== What is needed ==
Pull out every line in the listing below that contains the word "foliage", and copy each one in full. Case counts, so count only lines where the letters match in case as well.

--- start of Excerpted records ---

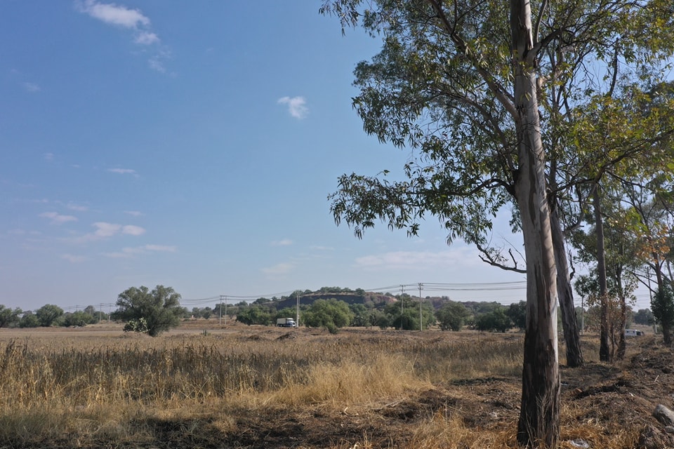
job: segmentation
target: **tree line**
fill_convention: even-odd
[[[377,327],[381,329],[428,329],[438,326],[442,330],[458,331],[464,328],[487,332],[506,332],[513,328],[526,327],[526,302],[520,301],[509,306],[497,302],[456,302],[447,297],[420,300],[409,294],[395,295],[376,293],[357,288],[324,287],[319,290],[296,290],[289,296],[260,297],[252,303],[241,301],[225,306],[193,307],[188,310],[180,305],[180,295],[173,288],[157,286],[152,290],[145,287],[131,288],[119,295],[118,309],[109,316],[91,305],[83,310],[64,312],[58,306],[47,304],[34,311],[24,312],[0,304],[0,328],[81,327],[110,319],[124,322],[124,330],[157,335],[180,320],[223,316],[246,325],[271,326],[279,318],[295,317],[295,307],[282,307],[288,300],[298,297],[315,297],[333,293],[353,293],[360,302],[348,303],[336,298],[318,299],[303,303],[300,307],[301,326],[324,328],[331,332],[347,326]],[[382,297],[390,301],[376,301]],[[600,311],[596,305],[583,311],[586,328],[598,330]],[[579,309],[576,316],[581,316]],[[649,325],[656,318],[648,309],[633,313],[628,311],[628,323]],[[579,323],[579,326],[581,324]]]

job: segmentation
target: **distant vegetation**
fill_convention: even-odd
[[[158,288],[164,289],[164,295],[159,295]],[[350,326],[408,330],[437,327],[441,330],[468,328],[505,332],[523,330],[527,316],[524,301],[503,304],[496,301],[458,302],[442,296],[426,297],[420,304],[418,297],[408,293],[393,295],[341,287],[296,290],[288,296],[260,297],[226,307],[218,302],[213,307],[192,307],[190,310],[180,307],[180,295],[172,288],[157,286],[152,291],[146,287],[132,287],[120,293],[118,309],[110,316],[91,305],[83,310],[64,312],[58,306],[51,304],[35,311],[0,304],[0,328],[80,327],[113,320],[124,322],[126,330],[156,335],[186,319],[225,319],[249,326],[274,326],[277,319],[296,318],[298,304],[300,326],[322,328],[330,332]],[[598,328],[600,315],[596,307],[586,309],[583,314],[586,329]],[[576,309],[576,315],[580,326],[580,307]],[[633,322],[650,325],[654,321],[655,317],[648,309],[628,311],[628,326]]]

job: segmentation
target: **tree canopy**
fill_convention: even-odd
[[[527,275],[523,445],[554,447],[559,436],[556,303],[568,276],[557,272],[566,269],[557,201],[637,154],[657,154],[654,144],[670,132],[659,118],[670,105],[649,109],[648,120],[610,112],[636,111],[662,81],[673,10],[670,0],[330,0],[322,8],[343,31],[362,26],[381,36],[379,53],[356,67],[353,105],[366,133],[411,150],[400,177],[341,176],[329,197],[338,224],[359,237],[378,220],[414,235],[435,216],[448,241],[475,243],[504,265],[486,246],[496,213],[512,205]],[[579,130],[593,123],[604,140],[583,140]],[[622,135],[607,133],[614,124]]]
[[[118,309],[112,316],[128,322],[129,330],[157,337],[180,323],[185,313],[180,300],[180,294],[171,287],[157,286],[152,291],[145,286],[131,287],[119,293]]]

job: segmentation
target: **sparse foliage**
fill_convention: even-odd
[[[157,337],[180,323],[185,314],[180,300],[171,287],[157,286],[152,291],[144,286],[131,287],[119,294],[112,318],[126,321],[130,330]]]

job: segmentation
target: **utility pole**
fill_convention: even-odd
[[[581,297],[581,335],[585,334],[585,297]]]
[[[404,311],[403,305],[404,304],[404,302],[405,302],[405,298],[404,298],[402,295],[404,294],[405,294],[405,286],[400,286],[400,330],[402,330],[402,313]]]
[[[419,283],[419,330],[423,330],[423,314],[421,313],[421,287],[423,286]]]
[[[296,292],[297,297],[297,305],[295,307],[295,328],[299,328],[300,327],[300,290]]]

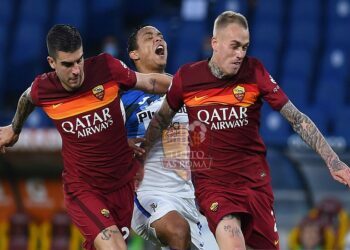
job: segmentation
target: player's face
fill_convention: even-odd
[[[225,75],[240,69],[249,45],[249,31],[237,23],[218,29],[212,39],[213,62]]]
[[[137,34],[136,50],[139,57],[139,64],[151,69],[164,70],[168,57],[167,44],[162,33],[152,26],[146,26]]]
[[[83,48],[70,53],[58,51],[56,58],[47,58],[51,68],[56,71],[63,87],[68,91],[78,89],[84,81]]]

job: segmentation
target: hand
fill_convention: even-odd
[[[336,167],[330,171],[335,180],[350,187],[350,168],[344,162],[337,161]]]
[[[141,157],[146,152],[143,148],[138,146],[140,143],[145,142],[145,138],[129,138],[129,147],[134,150],[134,156]]]
[[[137,189],[140,187],[144,174],[145,174],[145,168],[144,168],[143,164],[140,164],[140,167],[134,176],[135,191],[137,191]]]
[[[0,152],[5,153],[6,147],[12,147],[18,141],[19,135],[16,134],[12,126],[0,127]]]

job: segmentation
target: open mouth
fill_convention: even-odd
[[[158,55],[158,56],[164,56],[164,53],[165,53],[165,48],[163,45],[158,45],[157,48],[156,48],[156,51],[155,53]]]

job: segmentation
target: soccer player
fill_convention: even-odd
[[[164,93],[171,77],[141,74],[108,54],[84,60],[79,31],[55,25],[46,38],[48,63],[19,99],[12,124],[0,128],[0,149],[18,140],[21,128],[41,106],[62,137],[67,212],[86,249],[126,249],[133,211],[133,178],[140,164],[128,147],[120,91]]]
[[[189,117],[193,184],[220,249],[279,249],[266,148],[259,135],[265,100],[325,161],[332,177],[350,185],[339,160],[315,124],[301,113],[262,63],[246,56],[246,18],[220,14],[209,60],[182,66],[146,132],[149,151],[185,104]]]
[[[129,37],[128,53],[137,71],[165,74],[167,44],[153,26],[141,26]],[[164,100],[159,95],[129,90],[122,95],[128,137],[144,137],[153,113]],[[188,118],[182,108],[164,131],[145,163],[135,197],[131,227],[144,239],[170,249],[202,249],[201,224],[188,166]]]

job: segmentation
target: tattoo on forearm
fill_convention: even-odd
[[[112,234],[118,234],[118,233],[119,233],[119,230],[104,229],[102,231],[101,239],[102,240],[109,240],[110,238],[112,238]]]
[[[324,159],[331,170],[342,168],[338,156],[307,115],[301,113],[291,102],[288,102],[280,112],[292,125],[294,131]]]
[[[237,226],[224,225],[224,231],[232,234],[233,237],[243,237],[241,229]]]
[[[29,114],[34,110],[34,105],[30,100],[30,88],[27,89],[18,101],[17,111],[12,120],[12,129],[16,134],[22,130],[23,124]]]
[[[175,112],[169,107],[168,104],[164,103],[160,110],[154,114],[145,135],[146,142],[144,144],[144,148],[146,153],[148,153],[156,141],[159,140],[163,130],[169,126],[174,115]]]

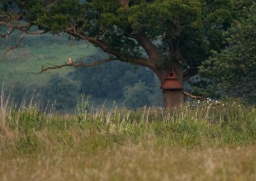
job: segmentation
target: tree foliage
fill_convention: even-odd
[[[234,21],[227,32],[227,47],[200,67],[203,77],[226,96],[256,103],[256,6],[244,10],[244,17]],[[246,13],[245,13],[246,12]]]

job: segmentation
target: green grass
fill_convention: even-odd
[[[61,115],[6,105],[1,180],[256,179],[253,107],[208,101],[172,110],[105,110],[81,102]]]
[[[8,53],[3,62],[1,62],[0,77],[6,88],[10,88],[19,81],[25,86],[42,86],[49,77],[55,74],[66,75],[73,70],[67,67],[45,72],[42,74],[33,74],[30,72],[39,72],[42,66],[49,66],[47,63],[53,65],[61,65],[68,63],[68,58],[74,60],[92,55],[95,52],[92,46],[79,44],[68,45],[53,45],[51,46],[35,46],[19,48]]]

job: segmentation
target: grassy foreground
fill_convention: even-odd
[[[0,180],[255,180],[256,109],[0,109]],[[51,111],[51,110],[50,110]]]

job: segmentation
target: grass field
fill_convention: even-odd
[[[8,53],[4,61],[1,62],[0,80],[4,82],[6,88],[10,88],[16,81],[20,81],[25,86],[42,86],[52,75],[59,74],[65,76],[73,68],[67,67],[38,75],[29,72],[39,72],[42,66],[49,66],[47,63],[61,65],[68,63],[69,57],[76,60],[94,52],[95,49],[86,43],[19,48]]]
[[[255,180],[256,109],[0,109],[0,180]]]

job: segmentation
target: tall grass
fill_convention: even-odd
[[[131,142],[184,148],[255,145],[256,111],[238,103],[207,100],[173,109],[144,107],[136,111],[89,109],[81,99],[74,114],[40,109],[33,98],[26,106],[10,104],[3,92],[0,107],[0,150],[33,153],[60,148],[93,152]],[[8,106],[10,105],[10,106]]]
[[[1,180],[255,180],[256,109],[208,100],[174,109],[73,114],[0,103]]]

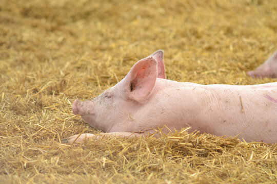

--- end of Excerpted records ---

== Answer in full ==
target: **sparse foliage**
target: tree foliage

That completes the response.